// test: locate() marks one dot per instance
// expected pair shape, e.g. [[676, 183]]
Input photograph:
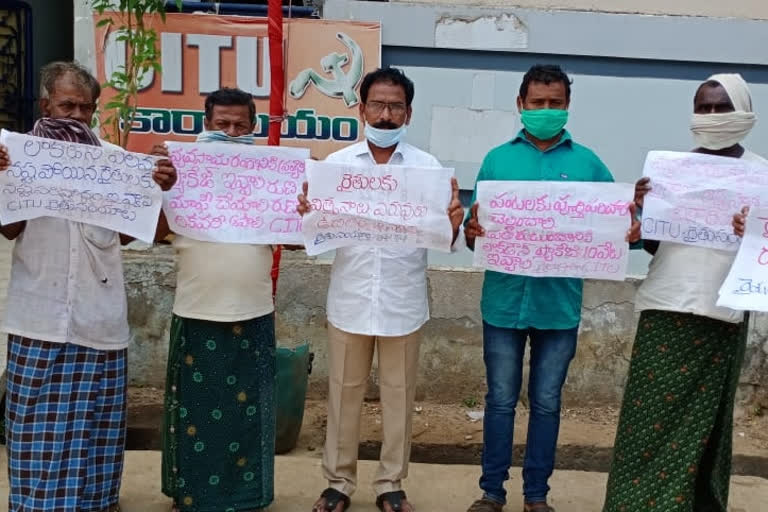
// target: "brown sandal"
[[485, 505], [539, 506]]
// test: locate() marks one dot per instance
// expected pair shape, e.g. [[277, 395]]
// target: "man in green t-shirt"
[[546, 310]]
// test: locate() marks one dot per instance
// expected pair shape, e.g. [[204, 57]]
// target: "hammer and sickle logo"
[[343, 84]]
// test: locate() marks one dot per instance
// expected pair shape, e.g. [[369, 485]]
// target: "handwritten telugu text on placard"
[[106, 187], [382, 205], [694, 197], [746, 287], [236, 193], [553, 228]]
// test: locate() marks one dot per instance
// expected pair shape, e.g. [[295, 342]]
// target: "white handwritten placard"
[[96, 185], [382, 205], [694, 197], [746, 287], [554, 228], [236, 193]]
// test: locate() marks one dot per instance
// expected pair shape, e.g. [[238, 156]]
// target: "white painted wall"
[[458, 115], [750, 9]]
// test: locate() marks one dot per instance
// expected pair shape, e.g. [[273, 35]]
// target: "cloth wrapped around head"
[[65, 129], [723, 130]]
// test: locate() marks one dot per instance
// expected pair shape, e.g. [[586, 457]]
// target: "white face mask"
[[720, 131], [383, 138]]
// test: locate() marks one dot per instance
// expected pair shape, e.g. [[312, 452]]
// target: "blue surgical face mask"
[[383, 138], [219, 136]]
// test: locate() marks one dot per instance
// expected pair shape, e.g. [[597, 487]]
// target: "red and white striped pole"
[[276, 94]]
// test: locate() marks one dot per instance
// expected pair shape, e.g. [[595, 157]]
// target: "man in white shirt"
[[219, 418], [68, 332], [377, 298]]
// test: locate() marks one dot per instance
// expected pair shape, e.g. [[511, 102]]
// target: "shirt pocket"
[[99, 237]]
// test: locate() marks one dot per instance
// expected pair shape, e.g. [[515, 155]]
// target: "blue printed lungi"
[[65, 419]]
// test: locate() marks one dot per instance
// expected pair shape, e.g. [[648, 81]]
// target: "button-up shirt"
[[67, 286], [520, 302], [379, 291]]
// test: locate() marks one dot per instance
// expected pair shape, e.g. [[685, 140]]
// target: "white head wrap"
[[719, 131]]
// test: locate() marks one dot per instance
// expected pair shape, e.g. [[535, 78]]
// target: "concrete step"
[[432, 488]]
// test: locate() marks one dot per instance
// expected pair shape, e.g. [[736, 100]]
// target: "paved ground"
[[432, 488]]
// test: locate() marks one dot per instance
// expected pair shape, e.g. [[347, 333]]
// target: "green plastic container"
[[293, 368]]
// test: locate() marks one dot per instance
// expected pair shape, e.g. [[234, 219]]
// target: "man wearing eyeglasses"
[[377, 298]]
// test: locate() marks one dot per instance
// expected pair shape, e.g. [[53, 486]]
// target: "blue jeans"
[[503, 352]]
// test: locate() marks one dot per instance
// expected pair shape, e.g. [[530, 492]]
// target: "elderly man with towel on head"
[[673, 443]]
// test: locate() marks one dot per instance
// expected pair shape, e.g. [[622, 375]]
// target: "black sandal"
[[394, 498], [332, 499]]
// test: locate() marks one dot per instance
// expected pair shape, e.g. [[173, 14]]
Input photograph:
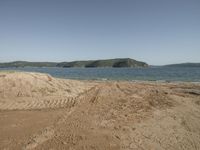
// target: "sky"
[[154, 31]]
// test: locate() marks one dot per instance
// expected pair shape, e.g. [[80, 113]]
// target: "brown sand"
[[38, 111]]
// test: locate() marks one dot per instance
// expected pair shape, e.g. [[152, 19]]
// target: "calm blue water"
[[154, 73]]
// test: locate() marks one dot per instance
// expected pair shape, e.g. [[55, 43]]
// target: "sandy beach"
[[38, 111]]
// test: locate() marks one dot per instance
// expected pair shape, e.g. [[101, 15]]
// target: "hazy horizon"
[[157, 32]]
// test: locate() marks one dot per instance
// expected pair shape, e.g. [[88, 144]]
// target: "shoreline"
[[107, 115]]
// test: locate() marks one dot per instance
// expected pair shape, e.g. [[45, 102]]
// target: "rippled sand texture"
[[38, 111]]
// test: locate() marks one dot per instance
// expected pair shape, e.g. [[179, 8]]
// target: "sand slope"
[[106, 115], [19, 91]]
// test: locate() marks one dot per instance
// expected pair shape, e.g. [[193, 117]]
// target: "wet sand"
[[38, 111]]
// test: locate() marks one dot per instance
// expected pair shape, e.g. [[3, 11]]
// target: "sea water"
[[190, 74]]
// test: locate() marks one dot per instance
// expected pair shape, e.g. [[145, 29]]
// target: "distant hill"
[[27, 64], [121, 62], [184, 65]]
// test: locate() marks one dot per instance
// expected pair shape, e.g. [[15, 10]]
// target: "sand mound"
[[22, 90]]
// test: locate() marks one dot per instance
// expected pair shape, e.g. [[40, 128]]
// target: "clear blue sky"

_What the task asks_
Excluding all pictures, reproduce the records exactly as they appear above.

_Written answer_
// test: locate() marks one dot per instance
// expected pair shape, e.g. [[676, 183]]
Input photograph:
// target: "brown sandal"
[[485, 505], [539, 506]]
// test: locate() marks one dot per instance
// expected pair shape, e.g. [[277, 395]]
// target: "man in green t-shirt"
[[546, 310]]
// test: locate() marks one dot per instance
// expected pair shape, e.g. [[204, 57]]
// target: "hammer and sickle logo"
[[343, 84]]
// test: locate() marks one dot per instance
// expected pair shape, e.g. [[369, 485]]
// target: "handwritten telugu text on placard"
[[106, 187], [382, 205], [694, 197], [746, 287], [236, 193], [553, 228]]
// test: locate() marks one dot per instance
// expected pair shape, e.g. [[295, 342]]
// target: "white handwritten placard"
[[96, 185], [382, 205], [694, 197], [746, 287], [554, 228], [236, 193]]
// test: locate() marks one dot per instance
// expected pair shape, e.g. [[238, 156]]
// target: "white painted wall"
[[458, 115], [750, 9]]
// test: locate() marks one dot per instance
// expected pair shape, e.g. [[273, 35]]
// target: "cloth wrapped around head"
[[65, 129], [723, 130]]
// test: locate() marks one dot per instance
// expected pair shape, e.g. [[586, 457]]
// target: "white face mask"
[[720, 131], [383, 138]]
// test: locate() marks one dot per instance
// expected pair shape, e.g. [[312, 452]]
// target: "blue surgical face mask"
[[383, 138], [219, 136]]
// test: locate() marks one dot per instance
// expected pair shape, e.g. [[597, 487]]
// target: "red and white striped pole"
[[276, 94]]
// test: locate() marks one dot per instance
// expected pair shape, e.g. [[595, 157]]
// target: "man in white shirt"
[[219, 418], [68, 332], [377, 298]]
// test: locate() marks one dot per instance
// expected pair shape, e.g. [[511, 102]]
// target: "shirt pocket"
[[99, 237]]
// test: locate() marks one dot per instance
// expected pair shape, e.g. [[515, 155]]
// target: "blue printed lungi"
[[65, 419]]
// test: locate() marks one dot per instance
// expected pair shape, e.g. [[648, 81]]
// target: "button-up shirt"
[[67, 286], [520, 302], [379, 291]]
// test: locate() marks one dot per instance
// expected pair shape, e.g. [[685, 140]]
// target: "white head wrap"
[[719, 131]]
// test: locate() marks one dot per instance
// expected pair shape, e.g. [[535, 78]]
// target: "concrete step"
[[432, 488]]
// test: locate() marks one dot per instance
// expected pair shape, e.g. [[736, 100]]
// target: "paved ground"
[[432, 488]]
// test: locate() marks one dot per instance
// expected pair shape, e.g. [[347, 333]]
// target: "green plastic container"
[[293, 368]]
// test: locate() marks one dot per instance
// expected pair shape, e.g. [[234, 219]]
// target: "man wearing eyeglasses"
[[377, 298]]
// test: locate() marks one dot per instance
// expected pair shape, e.g. [[53, 486]]
// target: "blue jeans"
[[503, 352]]
// test: locate() marks one dot per instance
// expected pair shape, e.g. [[530, 492]]
// target: "elderly man with towel on head"
[[673, 443]]
// test: locate() marks one dot per instance
// expected pair shape, e.g. [[622, 375]]
// target: "black sandal"
[[394, 498], [332, 499]]
// test: locate() marks one dot per instance
// expected pair shape, e.g. [[173, 14]]
Input photograph:
// target: "sky"
[[154, 31]]
// test: locate() marks one dot per instance
// expected pair shape, e.g. [[80, 113]]
// target: "brown sand"
[[38, 111]]
// test: locate() marks one dot per instance
// expected pair shape, e.g. [[152, 19]]
// target: "calm blue water"
[[154, 73]]
// test: locate() marks one dot per instance
// expected pair shape, e.g. [[55, 43]]
// target: "sandy beach"
[[38, 111]]
// test: locate() marks one dot per instance
// expected pair shape, e.g. [[101, 15]]
// target: "hazy horizon"
[[157, 32]]
// test: locate() marks one dot per instance
// expected pair shape, e.g. [[88, 144]]
// target: "shoreline"
[[107, 115]]
// test: locate() marks one dot per instance
// expected pair shape, e.g. [[45, 102]]
// target: "rippled sand texture"
[[38, 111]]
// test: locate() marks one dot per instance
// expected pair shape, e.g. [[179, 8]]
// target: "sand slope"
[[106, 115], [19, 91]]
// test: locate() marks one dot per instance
// expected pair shape, e.g. [[193, 117]]
// target: "wet sand"
[[38, 111]]
// test: locate() marks one dot per instance
// expected pair shape, e.g. [[3, 11]]
// target: "sea water"
[[190, 74]]
// test: locate() marks one dot per instance
// expected pair shape, e.g. [[145, 29]]
// target: "distant hill"
[[27, 64], [121, 62], [184, 65]]
// test: locate() marks one dot per instance
// expected pair shape, e.g. [[15, 10]]
// target: "sand mound"
[[22, 90]]
// test: locate() marks one dot per instance
// expected pair shape, e.g. [[40, 128]]
// target: "clear blue sky"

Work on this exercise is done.